------ Reading passage

Workflows and interactions
Information architecture
I created an information architecture diagram to visually summarise the story map requirements into dedicated screens and their relative positioning, grouping and nesting within the product. This provided opportunity to identify and critique necessary screens and functionality with stakeholders and provide a concise visual illustration of what screens would be designed in each design sprint. The information architecture also provided direction into future hierarchy and navigation opportunities.
Wireframing
After sketching low fidelity wireframes of workflow screens, we were able to identify key screens that contained potential user experience risks: either through complex functionality, or heavy data and content requirements. I translated these into higher fidelity wireframes in Figma for feedback and to support upcoming user testing.
Prototyping and testing
A key question the client wanted our help answering was: "what orientation of touchscreen provides the best UX? for the instrument" to answer this we proposed testing interactive prototypes of wireframes in both orientations for key workflows. I produced identical interactive prototypes in both landscape and portrait orientation and the client tested both with the target audience in a simulated environment. The portrait orientation was the clear standout from the testing results, despite assumptions the traditional landscape would be preferred by users.



Design delivery
UI screen mockups and prototypes
I worked with the client-side development team to deliver high fidelity, polished UI for each screen of the product. Each screen was delivered based on sprint priorities, covering different permutations and situations that altered the appearance of the screen depending on the situation.
Some key challenges I addressed throughout designing the UI was to ensure complex workflows were as simple and intuitive as possible, and touch-points and interactivity was suitable for a lab environment where users would be wearing gloves, and facing other environmental challenges.
Each design sprint I created interactive prototypes of relevant screens addressing different user situations and how users would experience the product depending on the situation. These prototypes were highly valuable in visually communicating workflows and gaining client and user feedback.
Design system
I delivered a design system alongside the finished UI screens to aid in the development process through creation of css styling rules and repeatable UI element patterns such as tables, charts, tabs and form elements.
This would also enable future iterations and scaling of the product through the development team to ensure consistency and quality was maintained without a dedicated UX/UI design resource available.

------------
------ Information provided

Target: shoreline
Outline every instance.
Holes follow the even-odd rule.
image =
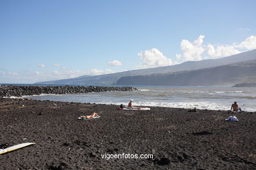
[[[0,98],[1,143],[36,144],[0,155],[3,169],[255,169],[256,112]],[[78,120],[98,113],[97,120]],[[232,114],[238,122],[224,120]],[[154,154],[110,159],[104,154]],[[161,165],[165,158],[169,162]],[[37,168],[37,169],[35,169]],[[59,168],[59,169],[53,169]],[[64,168],[64,169],[60,169]]]
[[[22,97],[24,95],[46,94],[85,94],[111,91],[133,91],[137,88],[129,86],[0,86],[1,97]]]

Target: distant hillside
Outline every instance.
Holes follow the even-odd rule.
[[[74,78],[36,82],[41,84],[116,84],[122,76],[140,76],[156,73],[171,73],[182,71],[191,71],[199,69],[217,67],[236,62],[256,60],[256,50],[240,53],[236,55],[214,60],[205,60],[198,61],[186,61],[181,64],[156,68],[127,71],[121,73],[98,75],[82,76]]]
[[[242,82],[256,82],[256,60],[208,69],[125,76],[118,80],[119,85],[209,86],[234,86]]]

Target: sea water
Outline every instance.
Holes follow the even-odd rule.
[[[137,86],[138,91],[39,95],[39,100],[175,108],[229,110],[236,101],[245,111],[256,111],[256,88],[232,87]]]

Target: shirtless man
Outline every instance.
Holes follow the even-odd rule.
[[[133,107],[133,99],[131,99],[130,100],[130,102],[129,103],[129,104],[128,104],[128,107]]]
[[[137,108],[137,109],[141,109],[141,107],[134,107],[133,104],[133,99],[130,100],[130,102],[128,104],[128,107]]]
[[[233,111],[237,112],[238,111],[238,110],[242,111],[241,108],[238,107],[238,103],[236,101],[234,102],[234,103],[232,105],[231,110],[232,110],[232,109],[233,109]]]

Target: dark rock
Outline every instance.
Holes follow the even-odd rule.
[[[195,132],[192,133],[193,135],[198,136],[198,135],[212,135],[213,133],[207,131],[200,131],[200,132]]]
[[[90,157],[93,157],[93,158],[95,158],[95,157],[96,157],[96,156],[97,156],[97,155],[96,155],[96,153],[95,153],[95,152],[91,152],[91,153],[89,154],[89,156],[90,156]]]
[[[170,162],[170,160],[169,160],[167,158],[161,158],[158,162],[158,164],[160,165],[168,165]]]

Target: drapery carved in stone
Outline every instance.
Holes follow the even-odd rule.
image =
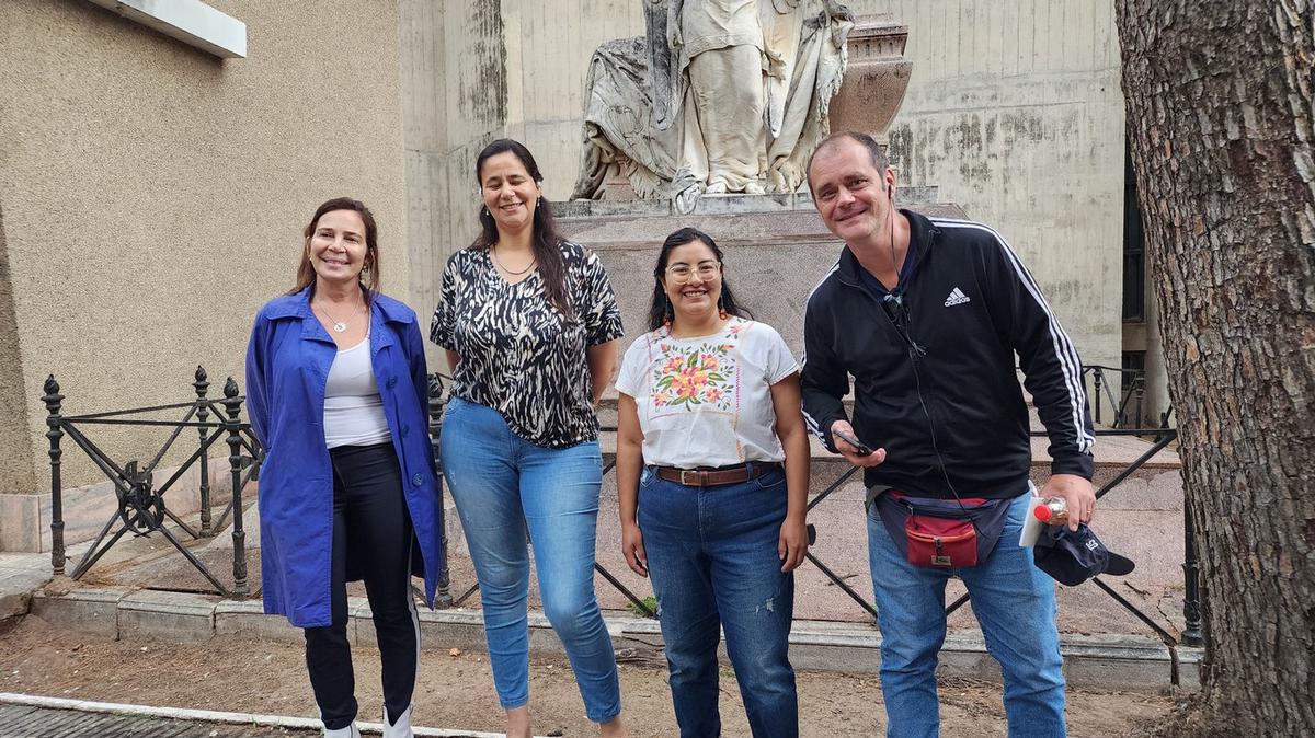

------------

### Task instructions
1. In the design case study, swap "gloves" for "protective gear" and write out everything from "Some key challenges" down to "other environmental challenges.".
2. Answer these questions using the design case study.
(a) Which touchscreen orientation was the clear standout in the testing results?
(b) In what tool were the higher fidelity wireframes made?
(c) Which repeatable UI element patterns does the design system include?

### Worked answers
1.
Some key challenges I addressed throughout designing the UI was to ensure complex workflows were as simple and intuitive as possible, and touch-points and interactivity was suitable for a lab environment where users would be wearing protective gear, and facing other environmental challenges.

2.
(a) The portrait orientation.
(b) Figma.
(c) Tables, charts, tabs and form elements.